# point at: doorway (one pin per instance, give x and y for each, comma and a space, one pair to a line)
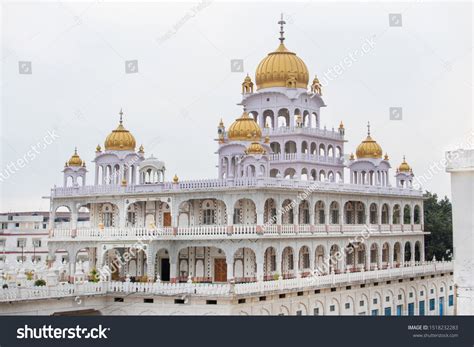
165, 269
220, 270
166, 219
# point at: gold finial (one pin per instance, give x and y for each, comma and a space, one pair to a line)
404, 167
282, 31
316, 86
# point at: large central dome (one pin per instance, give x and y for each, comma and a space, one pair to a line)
120, 139
282, 68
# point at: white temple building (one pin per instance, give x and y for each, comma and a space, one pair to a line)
280, 231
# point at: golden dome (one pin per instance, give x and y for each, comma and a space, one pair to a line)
404, 167
282, 68
120, 139
369, 148
255, 148
75, 159
244, 128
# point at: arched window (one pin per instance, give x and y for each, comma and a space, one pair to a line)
396, 214
208, 213
373, 214
417, 215
406, 215
319, 212
334, 211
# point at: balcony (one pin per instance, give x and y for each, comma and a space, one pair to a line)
210, 232
224, 185
321, 133
292, 157
222, 290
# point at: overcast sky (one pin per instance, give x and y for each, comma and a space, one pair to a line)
184, 83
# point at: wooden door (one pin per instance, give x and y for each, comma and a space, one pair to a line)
220, 270
166, 219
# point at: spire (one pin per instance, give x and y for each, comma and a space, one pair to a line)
121, 114
281, 22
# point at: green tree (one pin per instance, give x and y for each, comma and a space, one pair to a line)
439, 222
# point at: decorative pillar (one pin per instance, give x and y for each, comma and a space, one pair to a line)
229, 259
278, 259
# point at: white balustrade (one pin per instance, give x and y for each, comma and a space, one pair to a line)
219, 184
30, 292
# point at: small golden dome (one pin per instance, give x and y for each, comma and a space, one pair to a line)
282, 68
244, 128
369, 148
404, 167
75, 159
120, 139
255, 148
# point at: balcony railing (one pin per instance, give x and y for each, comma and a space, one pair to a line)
215, 289
224, 231
324, 133
306, 157
218, 184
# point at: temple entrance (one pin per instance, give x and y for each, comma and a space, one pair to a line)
165, 269
166, 219
220, 270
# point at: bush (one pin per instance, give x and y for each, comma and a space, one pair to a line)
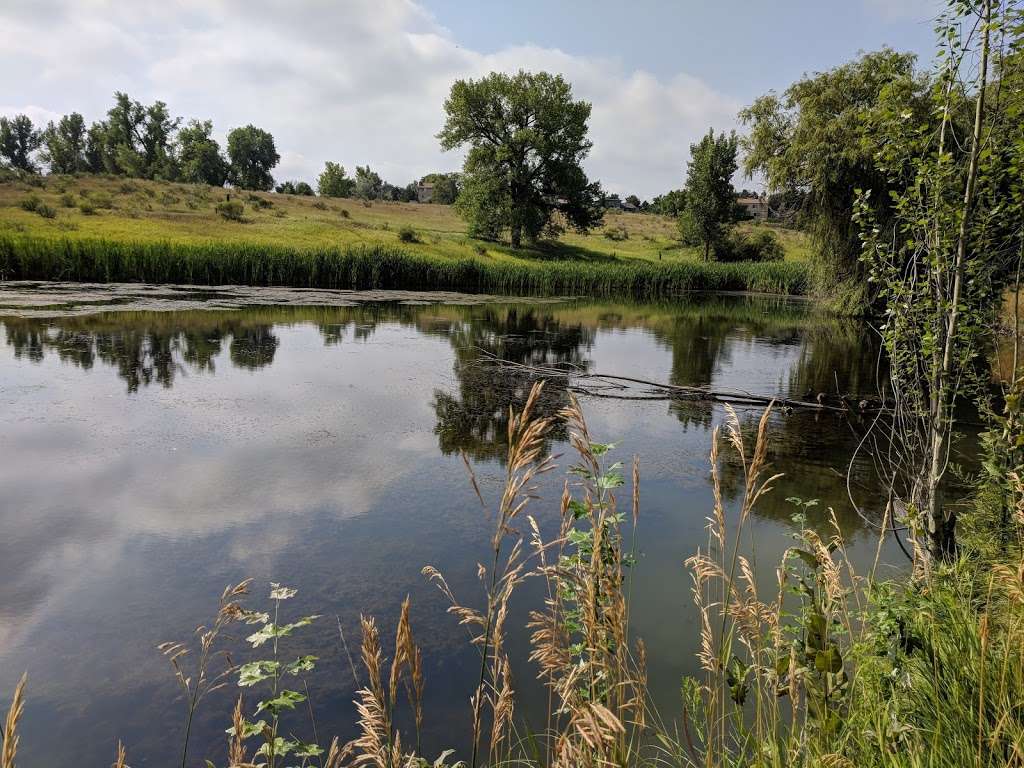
759, 246
102, 200
230, 210
31, 203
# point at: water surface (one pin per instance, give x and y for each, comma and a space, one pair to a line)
153, 453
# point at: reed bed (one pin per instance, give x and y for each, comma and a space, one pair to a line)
379, 266
830, 669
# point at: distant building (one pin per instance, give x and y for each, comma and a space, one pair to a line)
756, 208
424, 193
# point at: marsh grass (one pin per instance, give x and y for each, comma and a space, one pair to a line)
378, 266
830, 668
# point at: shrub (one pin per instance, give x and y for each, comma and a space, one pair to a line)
758, 246
31, 203
102, 200
230, 210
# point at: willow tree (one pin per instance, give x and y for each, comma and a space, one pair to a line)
939, 259
527, 139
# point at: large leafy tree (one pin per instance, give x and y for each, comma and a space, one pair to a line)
18, 139
200, 159
65, 144
368, 183
710, 197
818, 140
526, 138
137, 139
333, 182
253, 156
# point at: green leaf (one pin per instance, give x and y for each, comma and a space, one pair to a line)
286, 699
257, 672
282, 593
302, 664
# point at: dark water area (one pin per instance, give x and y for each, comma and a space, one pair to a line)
147, 459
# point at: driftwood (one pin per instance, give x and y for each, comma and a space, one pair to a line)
625, 388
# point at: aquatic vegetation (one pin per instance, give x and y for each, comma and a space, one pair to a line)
379, 266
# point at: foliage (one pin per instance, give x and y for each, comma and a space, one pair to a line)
709, 187
199, 155
18, 139
446, 186
252, 155
371, 266
526, 139
671, 204
936, 263
368, 183
231, 210
65, 144
818, 140
762, 245
334, 183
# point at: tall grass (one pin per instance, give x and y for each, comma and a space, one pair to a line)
832, 669
378, 266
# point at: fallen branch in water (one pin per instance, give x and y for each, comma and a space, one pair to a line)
619, 387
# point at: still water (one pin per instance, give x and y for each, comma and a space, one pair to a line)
154, 450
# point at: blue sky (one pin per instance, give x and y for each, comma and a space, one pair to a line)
364, 81
740, 47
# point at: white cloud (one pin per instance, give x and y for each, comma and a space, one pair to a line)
356, 82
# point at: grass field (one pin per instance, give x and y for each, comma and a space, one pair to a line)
179, 221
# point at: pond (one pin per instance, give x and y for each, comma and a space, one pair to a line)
159, 443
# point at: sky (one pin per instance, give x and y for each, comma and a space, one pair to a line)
364, 81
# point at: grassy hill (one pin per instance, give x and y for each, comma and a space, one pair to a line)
89, 214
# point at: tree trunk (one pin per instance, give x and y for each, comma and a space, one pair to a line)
942, 522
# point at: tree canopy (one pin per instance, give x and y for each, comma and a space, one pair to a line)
334, 183
199, 155
18, 139
526, 138
710, 197
252, 155
818, 141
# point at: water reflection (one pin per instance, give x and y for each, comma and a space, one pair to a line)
151, 458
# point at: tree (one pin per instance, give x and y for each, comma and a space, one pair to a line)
670, 204
65, 144
252, 155
710, 196
819, 139
526, 140
446, 186
334, 183
368, 183
940, 256
199, 155
18, 139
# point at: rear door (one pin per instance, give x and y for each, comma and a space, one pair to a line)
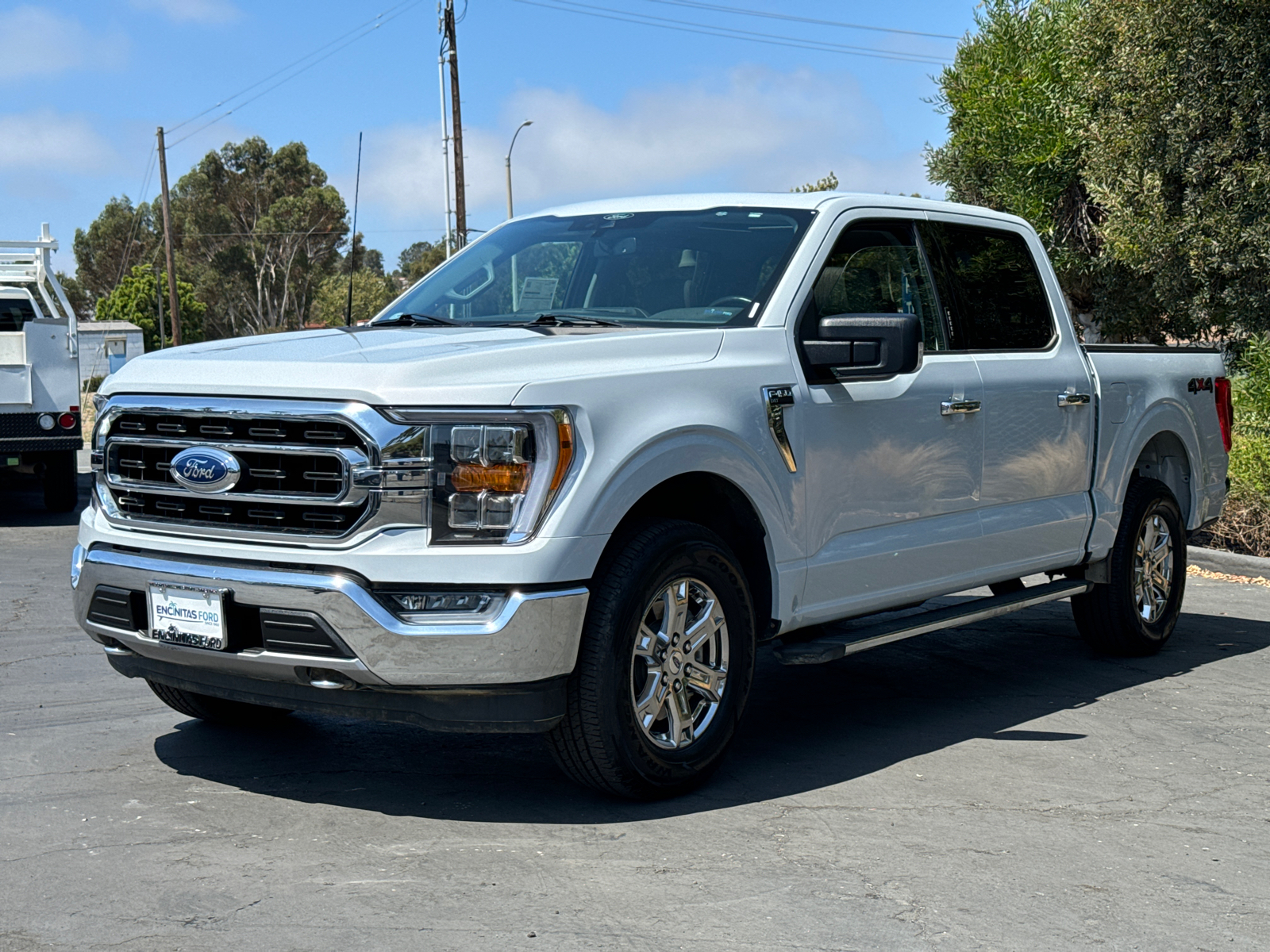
1038, 413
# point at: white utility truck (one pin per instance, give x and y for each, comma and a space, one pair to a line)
581, 499
40, 382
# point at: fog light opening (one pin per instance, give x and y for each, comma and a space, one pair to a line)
327, 679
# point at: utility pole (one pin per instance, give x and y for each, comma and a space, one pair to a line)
444, 150
175, 305
159, 301
460, 200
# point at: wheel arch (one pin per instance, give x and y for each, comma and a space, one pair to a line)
1165, 446
721, 505
1164, 457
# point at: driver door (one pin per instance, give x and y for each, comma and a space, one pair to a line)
893, 476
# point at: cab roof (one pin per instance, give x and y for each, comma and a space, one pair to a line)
838, 201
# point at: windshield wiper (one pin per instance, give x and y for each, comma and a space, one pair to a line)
413, 319
568, 321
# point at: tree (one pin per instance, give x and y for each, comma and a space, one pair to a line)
371, 294
827, 184
1179, 154
258, 232
137, 300
122, 235
1133, 135
421, 258
1018, 140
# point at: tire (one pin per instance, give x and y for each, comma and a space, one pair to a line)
235, 714
630, 660
1123, 619
61, 482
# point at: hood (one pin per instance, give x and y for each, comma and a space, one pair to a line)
406, 366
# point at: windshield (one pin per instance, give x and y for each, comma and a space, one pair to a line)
711, 268
16, 311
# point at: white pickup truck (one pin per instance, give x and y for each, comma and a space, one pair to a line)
575, 478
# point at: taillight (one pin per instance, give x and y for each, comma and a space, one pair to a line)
1225, 409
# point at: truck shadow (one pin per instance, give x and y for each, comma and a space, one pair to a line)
22, 503
806, 727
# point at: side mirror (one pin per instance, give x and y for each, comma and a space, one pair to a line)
867, 346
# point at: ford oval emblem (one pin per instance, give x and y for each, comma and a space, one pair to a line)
205, 470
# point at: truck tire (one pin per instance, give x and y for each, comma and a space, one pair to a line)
1136, 612
61, 482
647, 719
235, 714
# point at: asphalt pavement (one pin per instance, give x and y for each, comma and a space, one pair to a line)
992, 787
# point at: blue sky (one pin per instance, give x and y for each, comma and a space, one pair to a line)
619, 108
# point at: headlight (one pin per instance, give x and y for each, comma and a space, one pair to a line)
493, 474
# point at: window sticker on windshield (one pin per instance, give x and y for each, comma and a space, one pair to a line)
537, 294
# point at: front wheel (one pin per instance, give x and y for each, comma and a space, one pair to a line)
1136, 612
664, 666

| WORK INSTRUCTION |
Please restate word for word only the lines running from the line that contains "# point at: window" to the final line of the listing above.

| RESULT BELOW |
# point at: window sticker on windshield (one pin per instance, give x and y for each, comma and a space, one pair to a line)
537, 294
# point at: front wheel (one pin per instance, give x and y for each, comma and a space, one pair to a line)
1136, 612
664, 666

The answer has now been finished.